PROBLEMS TO WORK ON:
(1) Using the article on IRA CDs, decide whether each statement agrees with it, answering yes or no and quoting the words that settle it: (a) Traditional and Roth IRAs allow $6,000 per year for savers under 50; (b) an investor can add money to a CD before it matures; (c) SEP IRAs typically have lower contribution limits than traditional and Roth IRAs.
(2) In the article on IRA CDs, turn the paragraph beginning "A CD or a certificate of deposit" into a short bulleted list that keeps its main facts.
(3) According to the article on IRA CDs, what happens if you withdraw funds before the CD's maturity date?

** Start DOCUMENT TEXT **

All You Need to Know About IRA Certificates of Deposit (CDs)

An IRA CD is simply an individual retirement account (IRA), in which the investor has opened one or more certificates of deposit (CDs).

In other words, an IRA CD is a traditional, Roth, or other type of IRA account where the funds are invested at least partly in CDs.

Investing in CDs within an IRA can offer some tax advantages. Keep reading to learn more how an IRA CD works, the pros and cons of using an IRA CD, and whether it might make sense for your retirement plan.

Recommended: What is an IRA and How Does it Work?

What Is an IRA CD?

An IRA CD is an IRA where your money is invested in certificates of deposit. To understand why this might make sense as part of an overall retirement plan, let’s consider the two types of accounts.

How Does a CD Work?

A CD or a certificate of deposit is a type of savings or deposit account that offers a fixed interest rate for locking up your money for a certain period of time, known as the term. An investor deposits funds for the specified terms (usually a few months to a few years), and cannot add to the account or withdraw funds from the account until the CD matures.

In exchange, for keeping your money in a CD, the bank will offer a higher interest rate compared with a traditional savings account. But the chief appeal for retirement-focused investors is that CDs can provide a steady rate of return, versus other securities in a portfolio which may entail more risk.

Recommended: How Investment Risk Factors into a Portfolio

How Does an IRA Work?

An IRA or individual retirement account is a tax-advantaged account designed for retirement planning. There are different IRA types to choose from, such as a traditional IRA, Roth IRA, or SEP IRA. By contributing to this type of account, you can have your money grow tax-free or tax-deferred, depending on the type of IRA you open.

Think of an IRA as a box in which you place your retirement investments. With an IRA, investors have the flexibility to invest in a variety of securities for their portfolio.

For this reason, it might make sense for some investors to include CDs as part of their asset allocation within the IRA.

Get up to $300 when you bank with SoFi.

Open a SoFi Checking and Savings Account with direct deposit and get up to a $300 cash bonus. Plus, get up to 4.60% APY on your cash!


How Do IRA CDs Work?

If you choose to put your retirement money in an IRA, you have the chance to choose investments that might include stocks, mutual funds, bonds — and also CDs. By investing in CDs within an IRA, you can add to your portfolio’s diversification. Unlike equities, CDs can offer a steady rate of return.

Also by investing in an IRA CD, you no longer have to pay taxes on the interest gains, and the money can grow taxed deferred.

But if you withdraw funds prior to the CD’s maturity date, you will face an early withdrawal penalty. Once the IRA CD matures, you can either renew it or take your money and invest it in the stock market for potentially higher returns.

How much can you contribute to an IRA CD? It depends on the type of IRA account you choose. Traditional and Roth IRAs have contribution limits of $6,000 per year, or if you are 50 or older, the contribution limit is $7,000 per year. The contribution limits for SEP IRAs are typically higher.

** End DOCUMENT TEXT **
** Start GIVEN INFORMATION **

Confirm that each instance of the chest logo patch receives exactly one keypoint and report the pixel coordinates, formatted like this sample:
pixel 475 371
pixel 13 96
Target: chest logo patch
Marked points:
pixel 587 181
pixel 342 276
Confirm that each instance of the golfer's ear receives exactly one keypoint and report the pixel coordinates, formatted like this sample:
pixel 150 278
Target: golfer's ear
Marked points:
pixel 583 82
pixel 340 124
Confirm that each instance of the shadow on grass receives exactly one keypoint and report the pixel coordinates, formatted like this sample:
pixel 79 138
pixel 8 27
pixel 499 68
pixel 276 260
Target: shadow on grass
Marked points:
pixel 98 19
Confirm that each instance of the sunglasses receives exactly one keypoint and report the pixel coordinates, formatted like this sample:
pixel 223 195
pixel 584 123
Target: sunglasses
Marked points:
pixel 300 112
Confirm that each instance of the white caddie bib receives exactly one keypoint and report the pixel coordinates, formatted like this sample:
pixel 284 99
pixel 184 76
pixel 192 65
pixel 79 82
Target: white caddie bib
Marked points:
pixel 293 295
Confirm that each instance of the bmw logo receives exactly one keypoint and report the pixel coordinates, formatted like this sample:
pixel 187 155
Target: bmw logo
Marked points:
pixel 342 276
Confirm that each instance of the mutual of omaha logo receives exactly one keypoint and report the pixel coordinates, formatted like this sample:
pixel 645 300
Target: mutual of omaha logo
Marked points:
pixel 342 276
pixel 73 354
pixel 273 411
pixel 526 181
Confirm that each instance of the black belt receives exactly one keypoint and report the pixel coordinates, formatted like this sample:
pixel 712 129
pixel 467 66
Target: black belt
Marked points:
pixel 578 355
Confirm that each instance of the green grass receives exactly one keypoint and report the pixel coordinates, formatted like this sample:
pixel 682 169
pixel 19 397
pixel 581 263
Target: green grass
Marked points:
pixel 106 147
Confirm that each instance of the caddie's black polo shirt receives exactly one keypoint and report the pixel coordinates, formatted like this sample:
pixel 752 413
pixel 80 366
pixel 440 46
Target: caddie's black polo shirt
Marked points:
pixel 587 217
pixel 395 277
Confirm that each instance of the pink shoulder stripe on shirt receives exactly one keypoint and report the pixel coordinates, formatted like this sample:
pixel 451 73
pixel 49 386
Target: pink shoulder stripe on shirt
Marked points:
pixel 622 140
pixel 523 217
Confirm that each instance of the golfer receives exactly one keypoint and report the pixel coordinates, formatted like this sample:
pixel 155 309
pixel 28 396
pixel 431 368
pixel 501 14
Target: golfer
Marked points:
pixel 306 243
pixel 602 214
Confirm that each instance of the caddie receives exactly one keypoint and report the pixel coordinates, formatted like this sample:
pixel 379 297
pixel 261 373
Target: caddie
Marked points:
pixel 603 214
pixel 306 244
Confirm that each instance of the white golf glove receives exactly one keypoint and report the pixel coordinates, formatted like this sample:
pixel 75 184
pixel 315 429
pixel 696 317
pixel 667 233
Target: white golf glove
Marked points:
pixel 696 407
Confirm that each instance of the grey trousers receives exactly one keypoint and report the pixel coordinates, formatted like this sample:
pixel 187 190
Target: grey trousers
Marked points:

** End GIVEN INFORMATION **

EXPECTED RESULTS:
(1)
(a) Yes: "Traditional and Roth IRAs have contribution limits of $6,000 per year, or if you are 50 or older, the contribution limit is $7,000 per year."
(b) No: "cannot add to the account or withdraw funds from the account until the CD matures."
(c) No: "The contribution limits for SEP IRAs are typically higher."

(2)
- A CD is a savings or deposit account that pays a fixed interest rate for locking up money for a set period, called the term.
- Terms usually run from a few months to a few years.
- The investor cannot add funds or withdraw them until the CD matures.

(3) You face an early withdrawal penalty.